[WHAT TO DO] In the refractometer passage below, give the stretch from "Wavelengths corresponding to" through "the optics accordingly." again, renaming "interference filter" to "bandpass filter".

[DOCUMENT PASSAGE]
Wavelengths corresponding to lasers used in light scattering instruments, such as the DAWN-DSP multiangle light scattering photometer manufactured by Wyatt Technology Corporation of Santa Barbara Calif., include 690 nm, 633 nm, 514 nm, and 488 nm. Other wavelengths are easily provided by changing the internal interference filter and quarter wave plate to the desired wavelength and adjusting the optics accordingly.

It is possible to use the direct Optilab signal to measure very large changes in refractive index, providing that one can follow the signal through the many fringes that could occur, computing the arcsine as one goes. This method is ambiguous at the peaks of the refractive index signal, since there is no certain indication that the slope of the signal has reversed. Some workers such as Van Hook at the University of Tennessee have used several instruments with different wavelengths of light to help resolve the ambiguity. Details may be found in the paper by M. Smith and W. A. Van Hook in Z. Naturforschung, volume 44A, pages 371 to 375 (1989). The key to using the Optilab at a single wavelength for measuring large refractive index changes is having the ability to measure the rotating angle of polarization of the exiting beam over many rotations. Of course this is a familiar problem in many types of interferometric instruments, and a familiar solution is to use a "quadrature" signal, a cosine to accompany the sine, and thus resolve the ambiguity of direction. Ideally, we seek a refractometer of the Optilab type that is comprised of a single high sensitivity cell, such a the 10 mm cell, that can be used both for high sensitivity chromatography detection, and for low sensitivity dn/dc measurements, and can be used also for gradient reversed phase chromatography where the refractive index of the mobile phase solvent varies over a wide range during the chromatographic separation. Such an "Extended Range Optilab" would meet the need for chromatography detection, gradient chromatography detection and dn/dc measurement in a single instrument.

PRIOR ART

In 1990, Phillips and Borchard (European Polymer Journal volume 26, pages 1289-1294) felt that they had found a means to measure very large phase changes and the associated refractive index difference with an Optilab instrument for the case where the injected sample has a concentration plateau. Although their article indicates some confusion as to the elements of the Optilab interferometer (they forgot to mention the polarization of the incident beam, the analyzer and the proper location of the interference filter), they select an example whose plateau is sufficiently distant from the peaks of the refractive index signal so that they may calculate the refractive index difference from the relation

Δn=(i+α/360)λ/L,                (7)

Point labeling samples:
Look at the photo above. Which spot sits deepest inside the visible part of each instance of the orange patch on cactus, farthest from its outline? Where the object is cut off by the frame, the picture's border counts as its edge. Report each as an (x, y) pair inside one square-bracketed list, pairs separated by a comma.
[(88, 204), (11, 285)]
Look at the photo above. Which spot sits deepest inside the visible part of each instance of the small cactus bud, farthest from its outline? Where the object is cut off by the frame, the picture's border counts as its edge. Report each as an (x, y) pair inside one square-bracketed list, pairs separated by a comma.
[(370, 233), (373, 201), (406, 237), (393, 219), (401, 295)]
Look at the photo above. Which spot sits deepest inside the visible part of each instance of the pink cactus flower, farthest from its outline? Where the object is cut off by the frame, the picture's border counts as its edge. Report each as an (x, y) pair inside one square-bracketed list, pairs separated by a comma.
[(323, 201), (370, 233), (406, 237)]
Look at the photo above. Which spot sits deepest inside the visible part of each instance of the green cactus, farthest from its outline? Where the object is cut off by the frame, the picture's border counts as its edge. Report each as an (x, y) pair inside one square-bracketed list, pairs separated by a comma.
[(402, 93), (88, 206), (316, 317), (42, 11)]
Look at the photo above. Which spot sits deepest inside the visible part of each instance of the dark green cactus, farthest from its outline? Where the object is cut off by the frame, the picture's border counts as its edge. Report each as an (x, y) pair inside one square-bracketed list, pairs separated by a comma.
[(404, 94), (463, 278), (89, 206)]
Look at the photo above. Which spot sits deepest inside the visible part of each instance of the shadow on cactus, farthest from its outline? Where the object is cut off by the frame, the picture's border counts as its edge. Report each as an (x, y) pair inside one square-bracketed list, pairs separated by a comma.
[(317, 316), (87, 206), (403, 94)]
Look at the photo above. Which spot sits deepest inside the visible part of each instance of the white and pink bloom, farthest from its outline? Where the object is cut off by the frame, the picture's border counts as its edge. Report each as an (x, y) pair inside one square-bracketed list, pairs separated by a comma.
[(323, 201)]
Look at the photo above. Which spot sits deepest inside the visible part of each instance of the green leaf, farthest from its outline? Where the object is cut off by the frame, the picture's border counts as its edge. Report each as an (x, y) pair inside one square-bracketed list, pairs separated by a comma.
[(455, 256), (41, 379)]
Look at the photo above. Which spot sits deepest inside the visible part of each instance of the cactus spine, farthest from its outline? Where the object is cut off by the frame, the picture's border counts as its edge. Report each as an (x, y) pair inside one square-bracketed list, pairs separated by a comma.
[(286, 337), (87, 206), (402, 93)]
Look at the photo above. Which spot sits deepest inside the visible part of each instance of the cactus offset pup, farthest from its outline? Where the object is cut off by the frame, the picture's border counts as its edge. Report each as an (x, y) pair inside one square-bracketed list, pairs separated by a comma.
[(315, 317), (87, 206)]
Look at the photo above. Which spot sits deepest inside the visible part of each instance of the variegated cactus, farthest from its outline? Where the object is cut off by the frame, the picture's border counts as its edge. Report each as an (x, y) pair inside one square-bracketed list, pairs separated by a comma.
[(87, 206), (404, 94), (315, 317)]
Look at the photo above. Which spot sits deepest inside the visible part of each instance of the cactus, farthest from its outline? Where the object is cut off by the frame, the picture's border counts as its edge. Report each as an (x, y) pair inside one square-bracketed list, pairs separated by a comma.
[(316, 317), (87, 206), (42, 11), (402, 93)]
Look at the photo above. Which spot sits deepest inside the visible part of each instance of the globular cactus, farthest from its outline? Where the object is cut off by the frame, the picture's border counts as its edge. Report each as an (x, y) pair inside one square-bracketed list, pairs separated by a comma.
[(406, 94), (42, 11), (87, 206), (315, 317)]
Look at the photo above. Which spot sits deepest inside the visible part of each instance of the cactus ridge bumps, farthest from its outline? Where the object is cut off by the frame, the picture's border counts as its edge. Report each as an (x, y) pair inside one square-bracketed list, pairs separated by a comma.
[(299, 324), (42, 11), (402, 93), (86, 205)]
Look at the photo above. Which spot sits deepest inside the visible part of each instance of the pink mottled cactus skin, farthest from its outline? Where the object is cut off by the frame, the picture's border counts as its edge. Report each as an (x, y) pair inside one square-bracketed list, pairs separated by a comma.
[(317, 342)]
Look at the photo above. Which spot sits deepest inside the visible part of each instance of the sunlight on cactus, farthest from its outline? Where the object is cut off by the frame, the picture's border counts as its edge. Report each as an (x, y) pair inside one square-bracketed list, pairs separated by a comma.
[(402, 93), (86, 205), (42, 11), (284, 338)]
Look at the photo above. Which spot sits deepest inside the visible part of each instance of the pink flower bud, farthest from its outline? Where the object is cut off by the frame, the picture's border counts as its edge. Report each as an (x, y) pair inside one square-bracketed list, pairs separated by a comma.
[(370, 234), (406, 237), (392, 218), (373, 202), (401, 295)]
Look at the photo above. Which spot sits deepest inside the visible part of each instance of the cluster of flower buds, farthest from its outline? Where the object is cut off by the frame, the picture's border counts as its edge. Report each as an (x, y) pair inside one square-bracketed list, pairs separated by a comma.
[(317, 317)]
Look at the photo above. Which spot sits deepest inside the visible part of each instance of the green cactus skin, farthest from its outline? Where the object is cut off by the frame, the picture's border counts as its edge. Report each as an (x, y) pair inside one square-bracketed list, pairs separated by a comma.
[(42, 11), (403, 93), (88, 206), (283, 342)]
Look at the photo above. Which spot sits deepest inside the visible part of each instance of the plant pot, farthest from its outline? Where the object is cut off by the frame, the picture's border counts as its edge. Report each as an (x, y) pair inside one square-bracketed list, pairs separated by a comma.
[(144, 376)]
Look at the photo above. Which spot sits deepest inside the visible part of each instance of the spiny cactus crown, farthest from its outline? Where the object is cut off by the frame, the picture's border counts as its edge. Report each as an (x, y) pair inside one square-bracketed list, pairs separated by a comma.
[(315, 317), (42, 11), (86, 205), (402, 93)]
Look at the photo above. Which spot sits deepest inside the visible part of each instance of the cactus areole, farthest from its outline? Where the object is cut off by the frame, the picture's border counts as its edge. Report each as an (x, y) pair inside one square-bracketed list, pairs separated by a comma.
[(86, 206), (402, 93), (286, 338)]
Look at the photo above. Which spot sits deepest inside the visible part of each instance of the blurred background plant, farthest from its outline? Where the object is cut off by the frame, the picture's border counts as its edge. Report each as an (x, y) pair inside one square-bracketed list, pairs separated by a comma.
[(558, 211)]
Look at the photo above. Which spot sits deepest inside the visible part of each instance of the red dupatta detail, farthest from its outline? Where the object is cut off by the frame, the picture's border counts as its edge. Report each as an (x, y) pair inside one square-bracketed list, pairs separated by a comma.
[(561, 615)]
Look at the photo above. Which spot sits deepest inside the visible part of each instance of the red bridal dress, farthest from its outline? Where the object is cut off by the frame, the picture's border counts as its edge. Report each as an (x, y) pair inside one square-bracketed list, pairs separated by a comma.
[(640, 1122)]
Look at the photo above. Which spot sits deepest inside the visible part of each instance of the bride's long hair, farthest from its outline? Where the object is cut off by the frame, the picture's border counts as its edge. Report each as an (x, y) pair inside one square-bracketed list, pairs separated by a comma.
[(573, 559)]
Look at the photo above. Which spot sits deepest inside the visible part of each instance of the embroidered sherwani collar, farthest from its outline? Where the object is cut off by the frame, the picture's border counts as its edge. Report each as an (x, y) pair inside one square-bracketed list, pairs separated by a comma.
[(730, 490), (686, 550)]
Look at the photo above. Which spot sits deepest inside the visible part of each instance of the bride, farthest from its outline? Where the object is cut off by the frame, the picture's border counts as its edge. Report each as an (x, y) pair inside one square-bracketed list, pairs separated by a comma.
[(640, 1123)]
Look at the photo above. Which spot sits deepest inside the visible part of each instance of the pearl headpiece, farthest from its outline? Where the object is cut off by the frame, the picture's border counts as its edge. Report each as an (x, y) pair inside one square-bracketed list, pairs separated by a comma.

[RESPONSE FOR THIS EXERCISE]
Wavelengths corresponding to lasers used in light scattering instruments, such as the DAWN-DSP multiangle light scattering photometer manufactured by Wyatt Technology Corporation of Santa Barbara Calif., include 690 nm, 633 nm, 514 nm, and 488 nm. Other wavelengths are easily provided by changing the internal bandpass filter and quarter wave plate to the desired wavelength and adjusting the optics accordingly.